===== DATA SUPPLIED =====

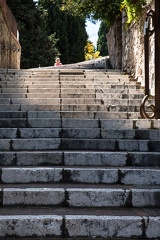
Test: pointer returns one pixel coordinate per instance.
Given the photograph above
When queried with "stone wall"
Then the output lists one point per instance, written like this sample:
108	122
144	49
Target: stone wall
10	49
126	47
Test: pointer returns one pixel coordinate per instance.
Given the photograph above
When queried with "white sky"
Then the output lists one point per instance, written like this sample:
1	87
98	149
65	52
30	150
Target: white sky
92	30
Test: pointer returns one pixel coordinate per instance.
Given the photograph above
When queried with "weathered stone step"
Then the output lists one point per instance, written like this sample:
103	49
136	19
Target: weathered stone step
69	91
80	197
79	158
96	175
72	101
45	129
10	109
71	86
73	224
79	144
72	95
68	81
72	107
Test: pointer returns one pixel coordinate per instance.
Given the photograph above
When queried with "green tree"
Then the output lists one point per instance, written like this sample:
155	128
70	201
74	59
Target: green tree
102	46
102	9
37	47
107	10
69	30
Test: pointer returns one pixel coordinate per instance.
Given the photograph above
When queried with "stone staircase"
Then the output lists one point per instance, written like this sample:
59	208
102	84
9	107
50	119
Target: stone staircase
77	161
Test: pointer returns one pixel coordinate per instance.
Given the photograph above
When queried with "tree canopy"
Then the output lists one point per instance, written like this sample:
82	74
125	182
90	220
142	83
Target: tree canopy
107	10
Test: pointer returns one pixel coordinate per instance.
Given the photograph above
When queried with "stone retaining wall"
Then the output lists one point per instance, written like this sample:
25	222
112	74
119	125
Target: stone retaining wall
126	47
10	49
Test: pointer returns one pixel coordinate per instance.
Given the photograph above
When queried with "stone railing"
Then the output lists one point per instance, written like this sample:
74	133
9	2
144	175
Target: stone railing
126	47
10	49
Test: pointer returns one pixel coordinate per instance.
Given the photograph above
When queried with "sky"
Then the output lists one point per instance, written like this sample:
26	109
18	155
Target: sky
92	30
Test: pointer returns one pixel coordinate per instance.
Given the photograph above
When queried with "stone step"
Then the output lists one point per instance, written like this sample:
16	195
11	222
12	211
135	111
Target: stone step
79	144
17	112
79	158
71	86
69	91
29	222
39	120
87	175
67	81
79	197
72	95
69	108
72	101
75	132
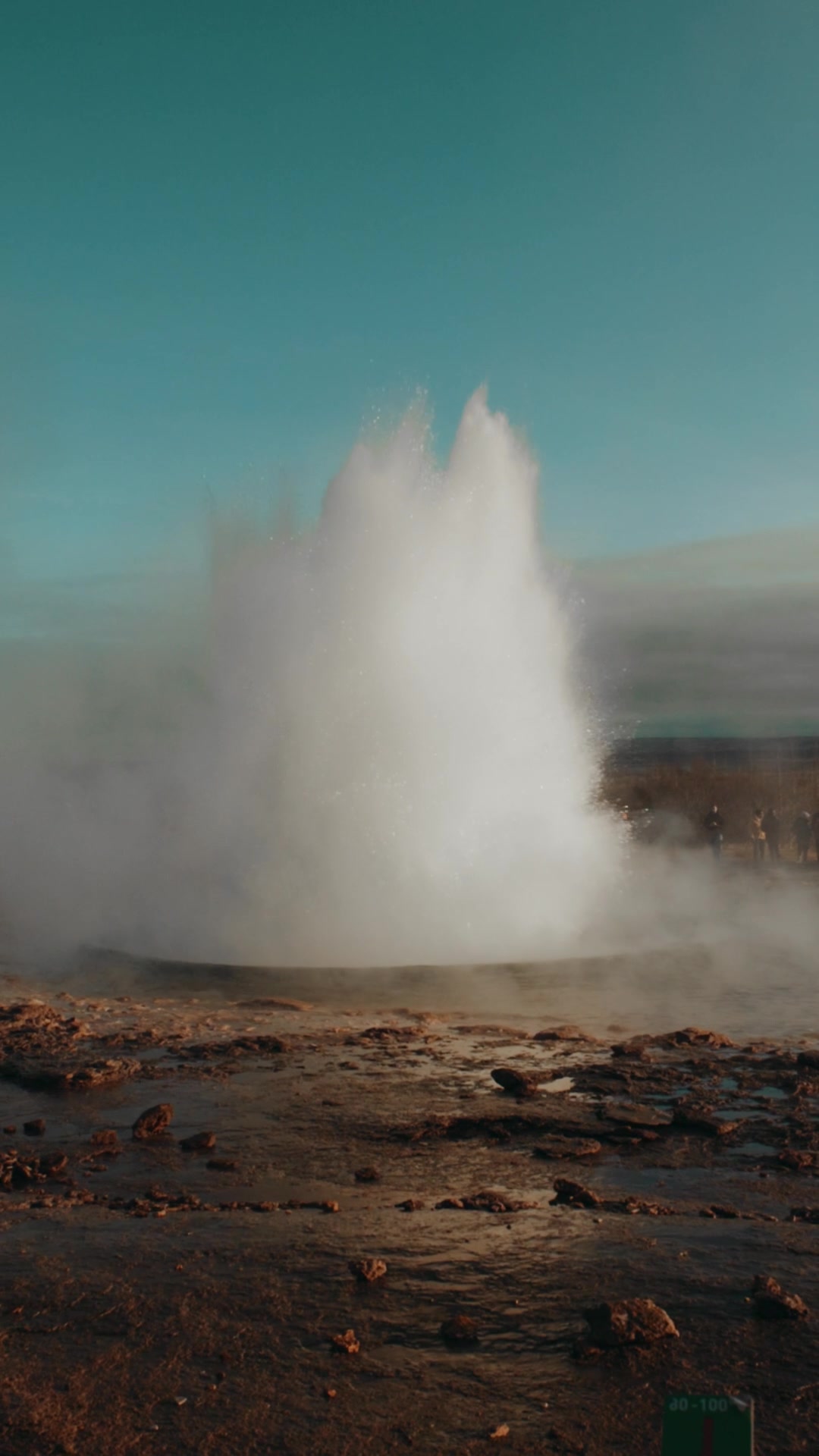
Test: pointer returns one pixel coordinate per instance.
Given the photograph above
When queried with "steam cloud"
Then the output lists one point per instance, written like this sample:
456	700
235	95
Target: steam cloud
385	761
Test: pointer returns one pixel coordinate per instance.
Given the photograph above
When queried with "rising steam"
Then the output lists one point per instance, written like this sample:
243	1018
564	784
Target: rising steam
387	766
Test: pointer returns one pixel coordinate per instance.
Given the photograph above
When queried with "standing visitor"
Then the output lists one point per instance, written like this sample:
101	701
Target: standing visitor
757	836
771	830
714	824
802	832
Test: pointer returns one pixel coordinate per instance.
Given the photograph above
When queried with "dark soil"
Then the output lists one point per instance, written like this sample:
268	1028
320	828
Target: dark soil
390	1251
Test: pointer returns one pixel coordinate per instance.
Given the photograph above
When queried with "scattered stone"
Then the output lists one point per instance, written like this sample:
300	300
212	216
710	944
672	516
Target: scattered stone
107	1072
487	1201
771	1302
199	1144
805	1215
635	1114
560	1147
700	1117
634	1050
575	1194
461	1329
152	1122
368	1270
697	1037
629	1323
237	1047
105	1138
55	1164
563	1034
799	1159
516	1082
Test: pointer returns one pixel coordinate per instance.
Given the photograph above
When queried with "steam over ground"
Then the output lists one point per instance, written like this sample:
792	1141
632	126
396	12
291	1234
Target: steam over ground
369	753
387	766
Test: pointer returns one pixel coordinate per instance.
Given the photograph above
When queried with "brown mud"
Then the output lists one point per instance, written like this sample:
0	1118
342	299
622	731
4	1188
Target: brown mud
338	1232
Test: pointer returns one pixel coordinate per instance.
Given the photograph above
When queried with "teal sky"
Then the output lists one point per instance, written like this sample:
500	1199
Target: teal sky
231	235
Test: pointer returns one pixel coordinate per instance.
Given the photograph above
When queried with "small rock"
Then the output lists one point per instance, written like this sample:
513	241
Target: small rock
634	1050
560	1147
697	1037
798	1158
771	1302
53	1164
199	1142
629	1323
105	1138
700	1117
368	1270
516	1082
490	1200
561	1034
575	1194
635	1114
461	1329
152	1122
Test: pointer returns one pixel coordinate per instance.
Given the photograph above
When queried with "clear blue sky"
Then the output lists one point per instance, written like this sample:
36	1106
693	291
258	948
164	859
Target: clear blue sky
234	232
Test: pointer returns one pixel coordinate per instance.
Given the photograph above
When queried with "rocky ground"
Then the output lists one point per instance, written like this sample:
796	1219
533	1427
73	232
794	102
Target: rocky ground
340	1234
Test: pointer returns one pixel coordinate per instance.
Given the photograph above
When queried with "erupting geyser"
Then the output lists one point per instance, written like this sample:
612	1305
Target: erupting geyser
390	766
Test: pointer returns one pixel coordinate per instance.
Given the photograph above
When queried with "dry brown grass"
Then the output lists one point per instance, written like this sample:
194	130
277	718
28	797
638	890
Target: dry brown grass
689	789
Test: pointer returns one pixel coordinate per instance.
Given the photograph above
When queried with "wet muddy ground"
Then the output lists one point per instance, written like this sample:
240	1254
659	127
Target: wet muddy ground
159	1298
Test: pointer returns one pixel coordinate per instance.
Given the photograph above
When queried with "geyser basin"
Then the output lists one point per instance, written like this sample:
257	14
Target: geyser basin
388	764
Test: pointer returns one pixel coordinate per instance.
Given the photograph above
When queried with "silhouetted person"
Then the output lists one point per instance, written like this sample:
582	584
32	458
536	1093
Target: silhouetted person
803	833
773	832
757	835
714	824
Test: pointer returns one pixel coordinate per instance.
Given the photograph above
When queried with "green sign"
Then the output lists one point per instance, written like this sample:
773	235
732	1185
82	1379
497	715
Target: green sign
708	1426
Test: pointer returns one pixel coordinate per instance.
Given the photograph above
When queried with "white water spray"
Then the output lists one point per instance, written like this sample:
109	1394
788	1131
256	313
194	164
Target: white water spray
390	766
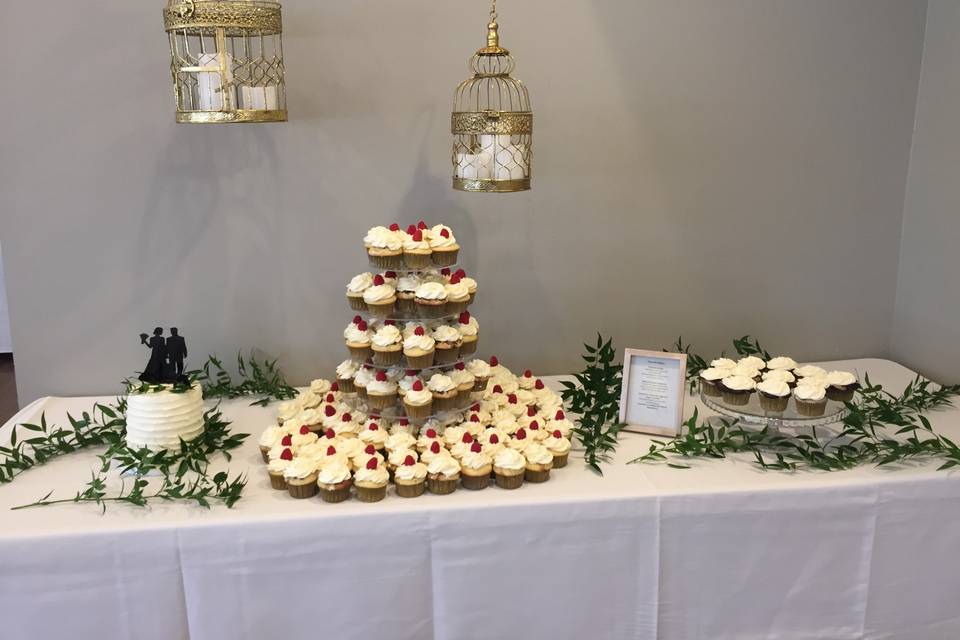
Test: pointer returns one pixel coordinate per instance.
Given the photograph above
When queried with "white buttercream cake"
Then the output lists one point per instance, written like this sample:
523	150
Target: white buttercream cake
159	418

=====
===== DATA SUPPLIED =====

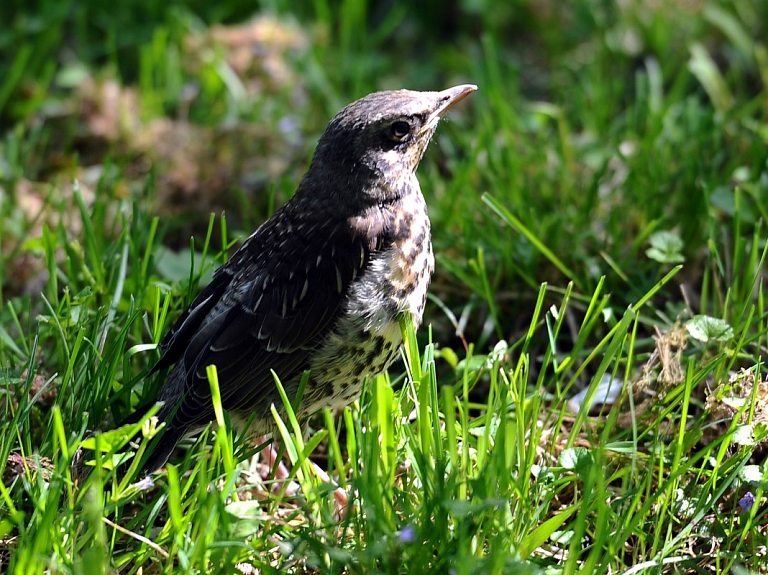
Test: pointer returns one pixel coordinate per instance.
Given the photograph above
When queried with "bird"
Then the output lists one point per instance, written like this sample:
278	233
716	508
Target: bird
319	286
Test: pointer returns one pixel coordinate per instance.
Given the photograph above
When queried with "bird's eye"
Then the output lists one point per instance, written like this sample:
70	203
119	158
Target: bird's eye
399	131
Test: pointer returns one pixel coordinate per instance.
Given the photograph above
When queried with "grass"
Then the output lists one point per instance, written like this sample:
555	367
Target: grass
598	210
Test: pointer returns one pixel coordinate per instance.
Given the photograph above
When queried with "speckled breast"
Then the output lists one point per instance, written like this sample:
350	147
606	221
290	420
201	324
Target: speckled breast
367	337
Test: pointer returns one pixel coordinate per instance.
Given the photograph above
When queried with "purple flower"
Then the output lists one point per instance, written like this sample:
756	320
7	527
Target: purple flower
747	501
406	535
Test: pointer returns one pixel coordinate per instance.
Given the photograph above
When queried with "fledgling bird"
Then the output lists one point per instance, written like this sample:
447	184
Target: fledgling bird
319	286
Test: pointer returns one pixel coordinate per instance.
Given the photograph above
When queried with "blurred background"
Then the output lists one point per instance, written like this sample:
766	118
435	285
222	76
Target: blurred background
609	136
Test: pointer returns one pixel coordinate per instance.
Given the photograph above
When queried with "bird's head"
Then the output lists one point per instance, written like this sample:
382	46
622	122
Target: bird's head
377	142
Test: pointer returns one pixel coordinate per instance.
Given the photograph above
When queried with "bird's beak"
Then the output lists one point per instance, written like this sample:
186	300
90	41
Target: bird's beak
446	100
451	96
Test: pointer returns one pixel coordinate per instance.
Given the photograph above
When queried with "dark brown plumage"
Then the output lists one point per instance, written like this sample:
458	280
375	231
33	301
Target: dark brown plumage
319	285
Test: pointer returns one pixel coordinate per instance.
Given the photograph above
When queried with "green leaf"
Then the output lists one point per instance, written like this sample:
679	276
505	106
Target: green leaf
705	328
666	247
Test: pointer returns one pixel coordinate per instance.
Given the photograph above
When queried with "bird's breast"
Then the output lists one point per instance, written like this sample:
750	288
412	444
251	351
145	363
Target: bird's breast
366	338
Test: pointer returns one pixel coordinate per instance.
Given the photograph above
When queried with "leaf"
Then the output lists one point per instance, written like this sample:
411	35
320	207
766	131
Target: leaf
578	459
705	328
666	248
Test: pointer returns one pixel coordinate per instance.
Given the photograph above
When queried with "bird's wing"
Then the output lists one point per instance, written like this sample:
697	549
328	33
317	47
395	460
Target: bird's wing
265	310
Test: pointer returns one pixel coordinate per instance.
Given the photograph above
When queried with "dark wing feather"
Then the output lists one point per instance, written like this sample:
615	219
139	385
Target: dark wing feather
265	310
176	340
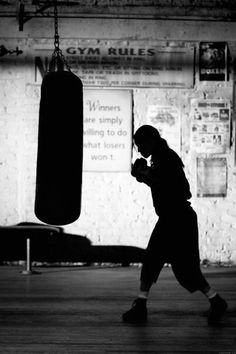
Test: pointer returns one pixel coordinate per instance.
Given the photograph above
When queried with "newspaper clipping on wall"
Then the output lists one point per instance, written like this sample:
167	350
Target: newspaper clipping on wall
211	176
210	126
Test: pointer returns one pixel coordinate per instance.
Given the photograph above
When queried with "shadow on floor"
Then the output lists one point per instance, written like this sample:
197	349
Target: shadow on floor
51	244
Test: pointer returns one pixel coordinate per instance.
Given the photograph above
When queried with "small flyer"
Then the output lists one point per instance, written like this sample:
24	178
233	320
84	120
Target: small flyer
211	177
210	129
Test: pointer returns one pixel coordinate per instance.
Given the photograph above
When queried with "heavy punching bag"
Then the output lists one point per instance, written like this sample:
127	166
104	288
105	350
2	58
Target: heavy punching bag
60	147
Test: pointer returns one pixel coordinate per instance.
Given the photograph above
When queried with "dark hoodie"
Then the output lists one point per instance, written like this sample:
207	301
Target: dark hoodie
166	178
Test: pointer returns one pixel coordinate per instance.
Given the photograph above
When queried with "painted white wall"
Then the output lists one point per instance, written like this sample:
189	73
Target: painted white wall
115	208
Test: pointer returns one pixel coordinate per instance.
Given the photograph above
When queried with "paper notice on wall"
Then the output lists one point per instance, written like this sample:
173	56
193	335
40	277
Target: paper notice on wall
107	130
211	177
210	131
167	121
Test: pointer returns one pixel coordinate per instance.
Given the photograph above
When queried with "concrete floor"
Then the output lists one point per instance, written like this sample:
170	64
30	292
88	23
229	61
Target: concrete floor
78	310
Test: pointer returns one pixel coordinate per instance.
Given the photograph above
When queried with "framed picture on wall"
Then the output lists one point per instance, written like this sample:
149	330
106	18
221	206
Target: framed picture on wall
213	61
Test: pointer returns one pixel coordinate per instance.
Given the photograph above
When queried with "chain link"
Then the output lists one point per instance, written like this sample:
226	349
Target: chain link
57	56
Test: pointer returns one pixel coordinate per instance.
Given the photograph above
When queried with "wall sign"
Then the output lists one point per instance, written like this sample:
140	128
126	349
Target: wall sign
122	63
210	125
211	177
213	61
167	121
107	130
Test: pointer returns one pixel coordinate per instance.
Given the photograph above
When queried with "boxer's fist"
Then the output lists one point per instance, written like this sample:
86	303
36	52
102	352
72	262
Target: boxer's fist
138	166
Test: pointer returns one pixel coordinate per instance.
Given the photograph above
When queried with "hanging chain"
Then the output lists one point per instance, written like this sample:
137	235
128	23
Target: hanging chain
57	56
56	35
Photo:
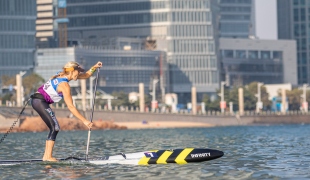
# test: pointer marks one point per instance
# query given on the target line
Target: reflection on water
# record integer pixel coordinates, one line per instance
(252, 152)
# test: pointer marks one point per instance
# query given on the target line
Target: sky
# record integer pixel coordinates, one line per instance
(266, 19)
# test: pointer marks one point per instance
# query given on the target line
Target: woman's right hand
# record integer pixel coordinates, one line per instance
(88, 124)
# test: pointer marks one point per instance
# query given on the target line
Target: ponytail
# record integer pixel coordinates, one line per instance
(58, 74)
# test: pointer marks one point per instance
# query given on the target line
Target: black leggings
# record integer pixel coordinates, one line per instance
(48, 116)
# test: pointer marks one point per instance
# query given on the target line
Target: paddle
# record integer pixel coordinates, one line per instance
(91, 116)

=====

WHAT IS EXPECTED: Filter the data above down to every line containing the string "wing", and copy each such line out. Treat uppercase and lowercase as different.

THE RESULT:
When queried with "bird's wing"
Target: bird's wing
When queried with "dark wing feather"
Target: dark wing feather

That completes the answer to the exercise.